Tâches à réaliser:
(A) Selon la critique de Tobaku Haouden Rei, quelle œuvre de Fukumoto fait exception au manque de profondeur de ses personnages ?
(B) Poursuivez, s'il vous plaît, la critique de Tobaku Haouden Rei à partir de sa dernière phrase.

Extrait source:
La présente critique revient sur l’œuvre concernée ainsi que sa suite – pour ne pas dire sa stricte continuité – qu’est Tobaku Haouden Rei: Gyankihen

Quand Fukumoto se lance dans une nouvelle œuvre, ce n’est que rarement pour sortir des sentiers battus. Des siens, du moins. Le terrain qu’on arpente est connu. Au point même où l’on jurerait avoir aperçu quelques personnages ici et là au détour de Kaiji, Akagi ou Gin to Kin. Même les character designs utilisés par l’auteur sont parfois – et même souvent – recyclés d’une œuvre à une autre au point d’être utilisés comme de vulgaires calques.


Qu’on se le dise, personne ne lit Fukumoto pour la profondeur de ses personnages – exception faite du singulier et spectaculaire Saikyou Densetsu Kurosawa! – mais plutôt pour le plaisir de les voir réfléchir et gesticuler sous les coups de fourche d’une intrigue bien facétieuse à leur endroit. Et voilà qui tombe rudement bien, car l’auteur ici ne déroge pas à cette règle sadique dont il a apparemment fait son sacerdoce éditorial.


Il est permis de nier l’évidence quand on ferme très fort les yeux, mais pour qui les ouvrira – même un peu – c’est rien moins qu’une émule de Kaiji dont ils seront les spectateurs. Un petit malin combinard comme personnage principal, des quasi-mafieux comme antagonistes avec le groupe Zaizen, son sadique de PDG octogénaire accompagné de son bras droit qui… disons-le, n’est rien moins que Tonegawa avec un autre nom, des jeux infâmes – mais ô combien délectables pour le lecteur – savamment organisés sous l’égide pari ; tout cela concourt à vous demander si vous ne lisez pas tout simplement les chroniques dérobées de Kaiji.

(Éléments enregistrés du jeu de données)
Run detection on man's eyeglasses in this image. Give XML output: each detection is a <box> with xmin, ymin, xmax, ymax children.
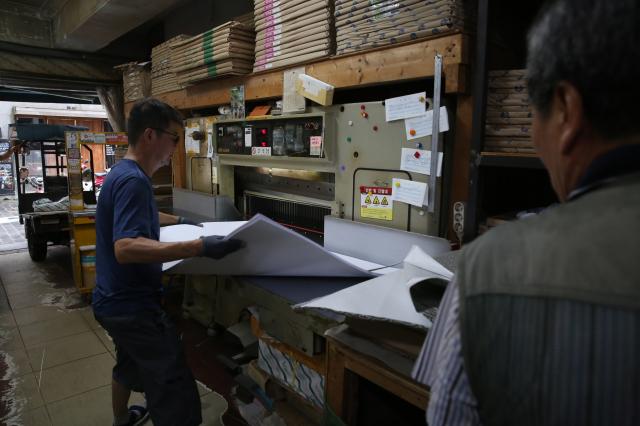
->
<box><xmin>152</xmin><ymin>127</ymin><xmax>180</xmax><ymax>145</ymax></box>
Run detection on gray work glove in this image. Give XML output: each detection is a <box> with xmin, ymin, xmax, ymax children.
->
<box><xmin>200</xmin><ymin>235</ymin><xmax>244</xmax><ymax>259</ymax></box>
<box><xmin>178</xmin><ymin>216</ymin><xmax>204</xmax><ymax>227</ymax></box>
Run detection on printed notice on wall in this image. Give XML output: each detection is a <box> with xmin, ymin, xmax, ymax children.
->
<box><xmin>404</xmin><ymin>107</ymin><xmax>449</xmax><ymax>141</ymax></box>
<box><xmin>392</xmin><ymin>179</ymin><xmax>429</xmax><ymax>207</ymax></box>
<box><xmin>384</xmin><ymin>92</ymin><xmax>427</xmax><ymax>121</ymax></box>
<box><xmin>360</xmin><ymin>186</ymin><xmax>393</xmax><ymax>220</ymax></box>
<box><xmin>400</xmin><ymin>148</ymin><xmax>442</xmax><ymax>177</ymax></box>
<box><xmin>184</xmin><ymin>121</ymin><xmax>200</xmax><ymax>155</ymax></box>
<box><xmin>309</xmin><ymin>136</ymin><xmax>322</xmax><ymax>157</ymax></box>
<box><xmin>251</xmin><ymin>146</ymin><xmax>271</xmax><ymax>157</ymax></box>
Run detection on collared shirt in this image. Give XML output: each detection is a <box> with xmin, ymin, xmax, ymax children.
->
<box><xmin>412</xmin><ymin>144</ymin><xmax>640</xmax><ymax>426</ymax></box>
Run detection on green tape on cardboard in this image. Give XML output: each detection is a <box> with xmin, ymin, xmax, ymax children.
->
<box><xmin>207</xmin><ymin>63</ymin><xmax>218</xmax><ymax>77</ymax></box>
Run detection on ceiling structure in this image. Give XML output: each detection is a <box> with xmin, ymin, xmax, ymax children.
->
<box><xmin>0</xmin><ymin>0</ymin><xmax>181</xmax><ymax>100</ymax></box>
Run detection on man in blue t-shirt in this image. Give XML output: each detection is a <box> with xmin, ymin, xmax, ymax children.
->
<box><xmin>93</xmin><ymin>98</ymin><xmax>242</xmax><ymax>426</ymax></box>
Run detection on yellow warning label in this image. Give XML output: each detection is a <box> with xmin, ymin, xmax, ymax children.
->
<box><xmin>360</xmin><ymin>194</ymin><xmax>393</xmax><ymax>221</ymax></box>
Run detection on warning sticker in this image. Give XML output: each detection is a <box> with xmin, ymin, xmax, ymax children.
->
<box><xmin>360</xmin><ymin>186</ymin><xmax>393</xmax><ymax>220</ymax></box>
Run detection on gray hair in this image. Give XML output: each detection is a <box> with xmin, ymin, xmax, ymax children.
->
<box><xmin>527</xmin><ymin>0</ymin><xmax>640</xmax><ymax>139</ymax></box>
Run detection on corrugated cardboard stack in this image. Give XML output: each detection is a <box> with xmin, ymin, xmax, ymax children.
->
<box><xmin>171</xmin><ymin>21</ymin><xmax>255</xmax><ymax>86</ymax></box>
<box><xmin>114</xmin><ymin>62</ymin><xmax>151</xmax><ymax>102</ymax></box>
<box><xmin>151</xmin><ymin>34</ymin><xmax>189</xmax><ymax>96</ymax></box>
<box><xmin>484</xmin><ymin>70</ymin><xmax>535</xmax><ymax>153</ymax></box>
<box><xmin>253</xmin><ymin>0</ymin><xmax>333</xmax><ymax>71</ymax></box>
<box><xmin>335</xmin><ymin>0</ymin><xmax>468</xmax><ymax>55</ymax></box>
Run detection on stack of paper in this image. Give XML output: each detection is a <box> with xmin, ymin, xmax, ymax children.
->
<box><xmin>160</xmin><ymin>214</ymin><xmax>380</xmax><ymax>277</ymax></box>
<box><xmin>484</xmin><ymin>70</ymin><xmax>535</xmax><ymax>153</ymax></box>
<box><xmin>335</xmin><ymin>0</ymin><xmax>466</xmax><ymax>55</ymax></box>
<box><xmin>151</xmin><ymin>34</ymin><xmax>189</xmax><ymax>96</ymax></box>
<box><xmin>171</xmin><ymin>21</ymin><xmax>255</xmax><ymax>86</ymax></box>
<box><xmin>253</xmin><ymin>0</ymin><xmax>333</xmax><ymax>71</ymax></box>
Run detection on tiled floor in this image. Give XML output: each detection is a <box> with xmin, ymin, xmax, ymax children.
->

Réponses de l'exercice:
(A) Saikyou Densetsu Kurosawa!

(B)
Mais de cela, on ne s’en formalise pas des masses car, à le dire franchement, on ne lit pas non plus du Fukumoto pour son scénario, mais pour les événements noueux qui s’y orchestrent ; pour le plaisir de faire chauffer sa boîte crânienne au milieu des astuces. Car en définitive, chacun lit du Fukumoto pour retrouver ce qui fait de le sel de son auteur et non pas pour le plaisir de le voir se renouveler en se détournant de ce qui a fait son succès. C’est de toute manière toujours un plaisir que de déguster ses œuvres.


La première épreuve, à nous montrer qu’il faut savoir penser en dehors des règles affichées pour atteindre le succès – règle sine qua non des meilleurs mind games – suffit à capter notre attention. Oui, nous relisons Kaiji comme il peut arriver de manger du caviar deux fois à la suite, et pour autant, il ne se trouvera pas grand monde pour cracher dans l’assiette et s’exclamer « Encore du caviar ? ». Il n’y a décidément pas de quoi faire la fine bouche ; Tobaku Haouden Zero n’a certes pas le mérite de la primeur des idées que son scénario exploite, mais il en tire partie comme seul son auteur sait le faire.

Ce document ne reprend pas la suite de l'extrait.